§ TASK: Give back exactly the lines that run from the line containing "TARGET = blue sky" through the end of the listing below. Leave out every other line.

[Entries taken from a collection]
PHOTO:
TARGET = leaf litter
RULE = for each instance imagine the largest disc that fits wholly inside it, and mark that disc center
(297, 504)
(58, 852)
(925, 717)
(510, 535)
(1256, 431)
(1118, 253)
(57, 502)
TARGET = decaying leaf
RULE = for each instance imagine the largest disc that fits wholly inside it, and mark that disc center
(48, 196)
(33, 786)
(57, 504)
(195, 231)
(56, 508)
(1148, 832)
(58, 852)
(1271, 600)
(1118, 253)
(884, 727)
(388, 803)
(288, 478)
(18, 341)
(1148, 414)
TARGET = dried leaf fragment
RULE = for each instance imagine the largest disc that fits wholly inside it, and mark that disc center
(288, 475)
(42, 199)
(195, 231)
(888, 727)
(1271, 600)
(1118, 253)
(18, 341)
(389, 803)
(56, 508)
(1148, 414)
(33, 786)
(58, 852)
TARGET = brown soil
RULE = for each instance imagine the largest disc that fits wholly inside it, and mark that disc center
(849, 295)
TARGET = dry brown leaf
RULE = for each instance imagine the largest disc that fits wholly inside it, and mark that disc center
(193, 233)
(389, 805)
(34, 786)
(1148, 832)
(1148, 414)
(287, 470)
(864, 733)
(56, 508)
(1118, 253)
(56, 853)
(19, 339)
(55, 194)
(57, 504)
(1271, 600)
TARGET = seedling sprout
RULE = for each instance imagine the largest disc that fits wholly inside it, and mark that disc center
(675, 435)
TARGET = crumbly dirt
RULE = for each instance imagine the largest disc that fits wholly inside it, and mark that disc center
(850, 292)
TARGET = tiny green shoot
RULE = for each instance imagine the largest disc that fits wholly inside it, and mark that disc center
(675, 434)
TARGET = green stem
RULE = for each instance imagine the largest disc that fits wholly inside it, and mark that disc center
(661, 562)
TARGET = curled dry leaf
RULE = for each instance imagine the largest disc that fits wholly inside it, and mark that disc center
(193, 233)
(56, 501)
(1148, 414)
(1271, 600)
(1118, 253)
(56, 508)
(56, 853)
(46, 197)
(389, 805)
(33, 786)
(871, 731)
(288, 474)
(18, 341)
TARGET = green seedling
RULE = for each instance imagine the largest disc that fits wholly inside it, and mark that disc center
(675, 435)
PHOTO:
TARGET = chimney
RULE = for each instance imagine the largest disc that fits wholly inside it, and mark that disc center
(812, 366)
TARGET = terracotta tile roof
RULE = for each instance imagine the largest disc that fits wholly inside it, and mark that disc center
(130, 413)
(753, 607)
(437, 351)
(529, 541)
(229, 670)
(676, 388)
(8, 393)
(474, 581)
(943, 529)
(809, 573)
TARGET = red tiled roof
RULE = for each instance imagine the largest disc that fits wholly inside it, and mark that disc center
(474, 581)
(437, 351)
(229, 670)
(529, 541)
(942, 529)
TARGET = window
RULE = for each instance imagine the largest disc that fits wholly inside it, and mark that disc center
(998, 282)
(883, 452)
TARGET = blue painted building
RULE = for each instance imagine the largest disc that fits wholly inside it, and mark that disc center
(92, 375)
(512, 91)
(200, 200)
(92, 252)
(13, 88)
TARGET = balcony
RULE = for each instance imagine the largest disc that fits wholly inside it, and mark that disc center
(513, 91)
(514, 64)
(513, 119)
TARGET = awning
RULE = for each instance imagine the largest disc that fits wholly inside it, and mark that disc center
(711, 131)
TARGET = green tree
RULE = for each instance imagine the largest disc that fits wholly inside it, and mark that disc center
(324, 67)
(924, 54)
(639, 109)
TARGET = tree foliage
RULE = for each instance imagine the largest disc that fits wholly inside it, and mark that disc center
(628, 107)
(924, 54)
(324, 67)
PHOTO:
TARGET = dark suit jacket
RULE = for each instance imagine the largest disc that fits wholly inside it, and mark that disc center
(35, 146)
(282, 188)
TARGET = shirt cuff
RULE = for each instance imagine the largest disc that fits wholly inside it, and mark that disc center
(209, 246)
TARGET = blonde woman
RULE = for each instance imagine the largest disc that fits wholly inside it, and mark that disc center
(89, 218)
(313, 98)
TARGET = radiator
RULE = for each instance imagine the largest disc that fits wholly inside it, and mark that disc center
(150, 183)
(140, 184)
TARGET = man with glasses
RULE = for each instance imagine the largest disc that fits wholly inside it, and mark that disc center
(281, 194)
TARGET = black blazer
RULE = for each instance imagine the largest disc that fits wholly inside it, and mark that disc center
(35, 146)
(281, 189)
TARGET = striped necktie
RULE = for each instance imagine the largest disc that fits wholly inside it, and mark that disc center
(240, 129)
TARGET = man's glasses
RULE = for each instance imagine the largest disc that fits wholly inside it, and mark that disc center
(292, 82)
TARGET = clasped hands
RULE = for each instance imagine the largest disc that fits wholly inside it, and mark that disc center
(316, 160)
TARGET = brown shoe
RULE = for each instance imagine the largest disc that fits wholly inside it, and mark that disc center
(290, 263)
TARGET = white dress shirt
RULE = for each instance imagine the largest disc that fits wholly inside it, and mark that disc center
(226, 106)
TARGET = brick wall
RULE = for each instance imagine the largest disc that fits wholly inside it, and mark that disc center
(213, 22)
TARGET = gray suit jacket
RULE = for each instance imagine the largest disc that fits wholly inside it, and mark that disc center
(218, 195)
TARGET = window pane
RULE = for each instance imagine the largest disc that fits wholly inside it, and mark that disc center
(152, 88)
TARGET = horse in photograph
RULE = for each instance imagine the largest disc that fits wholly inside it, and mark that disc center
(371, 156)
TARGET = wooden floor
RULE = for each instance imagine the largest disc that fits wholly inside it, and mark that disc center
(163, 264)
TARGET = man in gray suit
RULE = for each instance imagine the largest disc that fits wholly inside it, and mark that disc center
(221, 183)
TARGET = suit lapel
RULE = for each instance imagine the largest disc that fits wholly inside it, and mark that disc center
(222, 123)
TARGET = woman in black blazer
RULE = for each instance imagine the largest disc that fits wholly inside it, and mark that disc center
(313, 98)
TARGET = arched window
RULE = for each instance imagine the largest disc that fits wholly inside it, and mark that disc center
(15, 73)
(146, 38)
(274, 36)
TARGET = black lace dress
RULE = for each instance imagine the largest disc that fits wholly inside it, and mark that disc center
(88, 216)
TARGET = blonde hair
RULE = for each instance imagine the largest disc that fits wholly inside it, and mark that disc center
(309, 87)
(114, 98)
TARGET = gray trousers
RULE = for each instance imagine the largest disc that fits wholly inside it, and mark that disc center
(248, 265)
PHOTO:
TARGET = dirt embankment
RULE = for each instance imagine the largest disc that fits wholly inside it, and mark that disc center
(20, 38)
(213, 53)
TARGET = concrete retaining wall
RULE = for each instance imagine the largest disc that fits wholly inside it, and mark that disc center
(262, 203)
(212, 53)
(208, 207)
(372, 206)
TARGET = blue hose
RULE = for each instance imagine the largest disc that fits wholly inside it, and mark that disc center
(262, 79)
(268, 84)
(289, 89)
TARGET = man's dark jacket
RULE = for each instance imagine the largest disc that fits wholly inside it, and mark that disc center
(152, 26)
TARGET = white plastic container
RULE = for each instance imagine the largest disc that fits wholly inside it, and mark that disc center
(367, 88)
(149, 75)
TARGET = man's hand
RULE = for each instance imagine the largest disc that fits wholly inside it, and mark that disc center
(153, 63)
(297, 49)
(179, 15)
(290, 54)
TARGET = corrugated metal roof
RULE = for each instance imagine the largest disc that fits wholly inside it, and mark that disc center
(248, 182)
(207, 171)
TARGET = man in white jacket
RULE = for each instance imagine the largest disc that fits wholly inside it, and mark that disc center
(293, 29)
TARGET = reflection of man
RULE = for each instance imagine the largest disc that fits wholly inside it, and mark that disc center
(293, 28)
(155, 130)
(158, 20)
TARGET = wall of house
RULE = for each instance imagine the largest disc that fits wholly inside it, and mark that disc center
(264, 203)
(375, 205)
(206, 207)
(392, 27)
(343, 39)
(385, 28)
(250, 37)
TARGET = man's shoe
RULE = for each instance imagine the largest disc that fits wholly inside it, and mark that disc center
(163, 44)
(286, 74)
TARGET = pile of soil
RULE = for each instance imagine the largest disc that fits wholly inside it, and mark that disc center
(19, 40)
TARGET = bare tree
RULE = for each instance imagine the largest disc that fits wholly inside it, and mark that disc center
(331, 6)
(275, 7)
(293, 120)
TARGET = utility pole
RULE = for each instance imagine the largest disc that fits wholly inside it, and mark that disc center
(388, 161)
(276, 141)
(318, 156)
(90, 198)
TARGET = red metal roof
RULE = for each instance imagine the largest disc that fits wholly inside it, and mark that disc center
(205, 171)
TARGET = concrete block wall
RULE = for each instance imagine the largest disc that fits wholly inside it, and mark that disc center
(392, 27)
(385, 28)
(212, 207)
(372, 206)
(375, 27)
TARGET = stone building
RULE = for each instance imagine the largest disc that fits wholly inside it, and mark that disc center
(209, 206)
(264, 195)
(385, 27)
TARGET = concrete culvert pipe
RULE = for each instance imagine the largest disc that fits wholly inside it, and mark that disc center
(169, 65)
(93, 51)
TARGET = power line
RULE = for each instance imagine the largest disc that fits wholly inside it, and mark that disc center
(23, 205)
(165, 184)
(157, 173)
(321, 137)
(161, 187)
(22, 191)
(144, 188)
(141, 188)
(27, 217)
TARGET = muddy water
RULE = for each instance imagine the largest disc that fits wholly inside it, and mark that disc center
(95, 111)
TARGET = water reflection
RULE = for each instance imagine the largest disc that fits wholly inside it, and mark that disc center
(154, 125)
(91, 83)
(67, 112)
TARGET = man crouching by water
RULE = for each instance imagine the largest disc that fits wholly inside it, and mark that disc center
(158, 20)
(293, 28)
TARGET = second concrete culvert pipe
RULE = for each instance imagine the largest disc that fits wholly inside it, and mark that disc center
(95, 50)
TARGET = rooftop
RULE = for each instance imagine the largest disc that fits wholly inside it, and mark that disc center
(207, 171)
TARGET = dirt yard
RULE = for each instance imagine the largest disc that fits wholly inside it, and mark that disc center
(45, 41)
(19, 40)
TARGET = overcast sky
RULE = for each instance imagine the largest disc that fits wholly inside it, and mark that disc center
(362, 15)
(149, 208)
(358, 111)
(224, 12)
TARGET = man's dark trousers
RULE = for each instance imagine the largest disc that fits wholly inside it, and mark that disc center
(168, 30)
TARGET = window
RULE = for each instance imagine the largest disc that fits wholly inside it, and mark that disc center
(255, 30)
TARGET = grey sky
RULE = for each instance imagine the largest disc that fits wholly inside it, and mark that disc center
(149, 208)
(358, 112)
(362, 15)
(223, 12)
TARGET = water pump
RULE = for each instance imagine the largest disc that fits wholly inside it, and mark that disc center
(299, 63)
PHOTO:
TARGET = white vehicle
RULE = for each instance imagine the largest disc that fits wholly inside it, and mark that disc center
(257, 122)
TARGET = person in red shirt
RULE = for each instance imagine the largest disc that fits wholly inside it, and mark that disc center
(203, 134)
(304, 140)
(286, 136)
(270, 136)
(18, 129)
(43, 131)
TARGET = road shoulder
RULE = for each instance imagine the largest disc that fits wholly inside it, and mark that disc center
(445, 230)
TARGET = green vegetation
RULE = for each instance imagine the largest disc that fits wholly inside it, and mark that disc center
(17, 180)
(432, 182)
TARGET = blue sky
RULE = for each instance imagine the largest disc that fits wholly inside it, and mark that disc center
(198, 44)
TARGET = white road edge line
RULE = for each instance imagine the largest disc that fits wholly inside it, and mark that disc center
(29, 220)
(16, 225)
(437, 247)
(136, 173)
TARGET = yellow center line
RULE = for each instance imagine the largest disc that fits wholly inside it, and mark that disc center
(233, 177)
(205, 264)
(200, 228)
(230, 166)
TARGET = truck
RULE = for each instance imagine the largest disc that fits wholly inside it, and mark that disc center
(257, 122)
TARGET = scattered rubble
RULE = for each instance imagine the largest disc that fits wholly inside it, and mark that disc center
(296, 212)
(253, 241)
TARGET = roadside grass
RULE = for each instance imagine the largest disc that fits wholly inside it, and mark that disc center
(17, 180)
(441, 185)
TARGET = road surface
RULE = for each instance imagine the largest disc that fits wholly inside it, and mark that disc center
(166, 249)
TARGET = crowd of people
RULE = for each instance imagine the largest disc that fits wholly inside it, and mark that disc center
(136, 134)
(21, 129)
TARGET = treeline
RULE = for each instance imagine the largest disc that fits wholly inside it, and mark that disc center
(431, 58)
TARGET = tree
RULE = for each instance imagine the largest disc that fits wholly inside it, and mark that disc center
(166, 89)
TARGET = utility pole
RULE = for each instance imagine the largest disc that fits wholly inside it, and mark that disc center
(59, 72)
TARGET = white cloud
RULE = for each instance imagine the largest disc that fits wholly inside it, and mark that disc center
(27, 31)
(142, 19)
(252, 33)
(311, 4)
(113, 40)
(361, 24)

§ TASK SOLUTION:
TARGET = blue sky
RULE = for each instance imagine the largest disc that fits wholly inside it, and mark that disc center
(198, 44)
TARGET = white road edge line
RULE = for each instance imagine the largest disc that fits wholly inside it, and mark that disc center
(29, 220)
(16, 225)
(437, 247)
(136, 173)
TARGET = yellow center line
RULE = for each instance imagine the largest disc that fits wholly inside it, and mark that disc center
(233, 177)
(205, 264)
(200, 228)
(230, 166)
TARGET = truck
RULE = for each instance imagine the largest disc that fits wholly inside it, and mark that disc center
(257, 122)
TARGET = scattered rubble
RULE = for each instance imagine the largest disc that fits wholly inside it, and mark that disc center
(296, 212)
(253, 241)
TARGET = roadside grass
RULE = for each instance imagine the largest disc that fits wholly inside it, and mark that disc center
(17, 180)
(441, 185)
TARGET = road surface
RULE = for each instance imagine the largest disc that fits wholly inside it, and mark that disc center
(166, 249)
TARGET = crowd of people
RULE = for each instance imagine the largest disc that fits wholly inside it, and mark that disc center
(136, 134)
(21, 129)
TARGET = treeline
RULE = for each instance imagine the largest disc that fits wholly inside it, and mark that disc center
(431, 58)
TARGET = tree
RULE = for each instance imagine the largest disc that fits wholly inside it, and mark that disc center
(166, 89)
TARGET = utility pole
RULE = for each instance imagine the largest disc that fits wholly inside it, and mark that disc center
(59, 72)
TARGET = white cloud
RULE = for each instance imagine the largest disc that fits wholly inside it, and mark that disc center
(27, 31)
(142, 19)
(252, 33)
(311, 4)
(113, 40)
(361, 24)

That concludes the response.